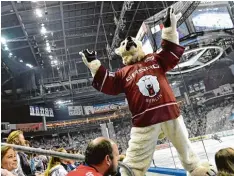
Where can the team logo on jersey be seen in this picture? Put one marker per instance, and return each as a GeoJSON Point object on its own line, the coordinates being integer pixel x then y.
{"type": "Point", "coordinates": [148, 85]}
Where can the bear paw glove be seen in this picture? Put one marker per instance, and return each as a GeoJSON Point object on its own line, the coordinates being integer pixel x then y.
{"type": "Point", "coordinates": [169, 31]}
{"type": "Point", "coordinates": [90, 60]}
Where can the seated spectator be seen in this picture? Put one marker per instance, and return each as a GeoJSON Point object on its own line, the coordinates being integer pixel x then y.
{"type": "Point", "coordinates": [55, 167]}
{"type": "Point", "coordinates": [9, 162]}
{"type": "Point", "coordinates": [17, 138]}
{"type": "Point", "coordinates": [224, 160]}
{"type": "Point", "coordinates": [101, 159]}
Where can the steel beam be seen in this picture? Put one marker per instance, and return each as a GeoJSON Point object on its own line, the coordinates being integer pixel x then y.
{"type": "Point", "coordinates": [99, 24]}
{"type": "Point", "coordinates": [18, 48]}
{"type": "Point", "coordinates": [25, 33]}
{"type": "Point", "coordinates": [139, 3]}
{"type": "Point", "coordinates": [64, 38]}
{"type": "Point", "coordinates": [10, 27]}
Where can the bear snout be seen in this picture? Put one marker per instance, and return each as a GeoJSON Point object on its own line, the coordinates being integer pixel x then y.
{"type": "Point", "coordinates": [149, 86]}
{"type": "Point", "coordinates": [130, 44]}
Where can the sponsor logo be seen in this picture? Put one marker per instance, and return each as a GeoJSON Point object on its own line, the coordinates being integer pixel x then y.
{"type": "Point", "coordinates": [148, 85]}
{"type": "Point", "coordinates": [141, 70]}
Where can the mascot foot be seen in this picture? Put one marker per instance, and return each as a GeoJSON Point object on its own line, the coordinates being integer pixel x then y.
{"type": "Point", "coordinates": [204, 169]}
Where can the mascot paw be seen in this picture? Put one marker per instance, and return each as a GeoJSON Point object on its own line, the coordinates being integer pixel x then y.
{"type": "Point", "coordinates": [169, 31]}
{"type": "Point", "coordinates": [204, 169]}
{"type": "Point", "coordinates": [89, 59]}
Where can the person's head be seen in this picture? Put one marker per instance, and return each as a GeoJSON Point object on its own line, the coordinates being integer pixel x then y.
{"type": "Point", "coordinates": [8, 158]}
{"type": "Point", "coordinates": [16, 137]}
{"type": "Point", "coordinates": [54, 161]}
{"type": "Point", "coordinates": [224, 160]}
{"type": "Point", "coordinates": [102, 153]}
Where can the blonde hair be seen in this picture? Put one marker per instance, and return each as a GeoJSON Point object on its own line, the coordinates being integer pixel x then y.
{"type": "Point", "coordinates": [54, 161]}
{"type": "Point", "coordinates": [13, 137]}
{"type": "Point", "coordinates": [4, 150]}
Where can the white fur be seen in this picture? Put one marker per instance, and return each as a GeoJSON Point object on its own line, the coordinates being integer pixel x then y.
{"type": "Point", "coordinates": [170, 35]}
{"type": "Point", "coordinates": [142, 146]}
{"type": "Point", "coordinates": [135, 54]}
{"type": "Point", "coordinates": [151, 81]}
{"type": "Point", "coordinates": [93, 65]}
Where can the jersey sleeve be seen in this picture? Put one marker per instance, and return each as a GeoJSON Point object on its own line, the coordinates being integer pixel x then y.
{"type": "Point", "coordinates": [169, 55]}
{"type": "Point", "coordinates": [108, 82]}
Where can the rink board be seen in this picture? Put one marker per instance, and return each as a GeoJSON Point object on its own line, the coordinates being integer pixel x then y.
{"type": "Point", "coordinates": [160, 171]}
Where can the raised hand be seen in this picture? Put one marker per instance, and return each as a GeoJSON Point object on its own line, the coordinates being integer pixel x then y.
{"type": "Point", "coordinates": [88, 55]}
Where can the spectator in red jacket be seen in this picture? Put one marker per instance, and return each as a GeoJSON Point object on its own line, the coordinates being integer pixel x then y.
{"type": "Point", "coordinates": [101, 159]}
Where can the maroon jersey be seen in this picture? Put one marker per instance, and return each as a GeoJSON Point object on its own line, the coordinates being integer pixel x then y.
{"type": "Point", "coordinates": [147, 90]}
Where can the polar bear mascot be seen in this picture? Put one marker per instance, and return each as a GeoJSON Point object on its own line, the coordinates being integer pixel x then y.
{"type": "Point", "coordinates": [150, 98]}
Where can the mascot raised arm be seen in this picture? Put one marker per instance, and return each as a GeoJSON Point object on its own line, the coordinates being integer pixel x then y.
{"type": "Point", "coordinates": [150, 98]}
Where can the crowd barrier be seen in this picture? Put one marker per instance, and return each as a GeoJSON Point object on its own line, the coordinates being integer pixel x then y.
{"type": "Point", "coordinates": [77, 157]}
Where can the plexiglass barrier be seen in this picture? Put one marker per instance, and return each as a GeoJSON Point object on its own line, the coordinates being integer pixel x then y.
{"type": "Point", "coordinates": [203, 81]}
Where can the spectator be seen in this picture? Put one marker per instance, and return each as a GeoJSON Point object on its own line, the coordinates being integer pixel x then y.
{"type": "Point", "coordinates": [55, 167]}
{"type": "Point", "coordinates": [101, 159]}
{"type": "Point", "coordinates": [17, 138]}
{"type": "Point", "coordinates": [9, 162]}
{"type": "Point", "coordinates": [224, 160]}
========================
## WHAT TO PRODUCE
Rewrite the stretch from the line containing "Where can the plexiglass" through the last line, replacing "spectator" with "fan" and leaving everything else unchanged.

## REPLY TO THE TASK
Where can the plexiglass barrier be seen in this picture? Put one marker per instance, and return each as a GeoJSON Point object on its own line, the coordinates being integer pixel x then y.
{"type": "Point", "coordinates": [203, 81]}
Where can the fan be seen in this picture? Put one marker per instance, and return each as a GeoJSON Point object on its own line, the coordinates being integer pixel x then y.
{"type": "Point", "coordinates": [55, 167]}
{"type": "Point", "coordinates": [101, 159]}
{"type": "Point", "coordinates": [17, 138]}
{"type": "Point", "coordinates": [9, 162]}
{"type": "Point", "coordinates": [224, 160]}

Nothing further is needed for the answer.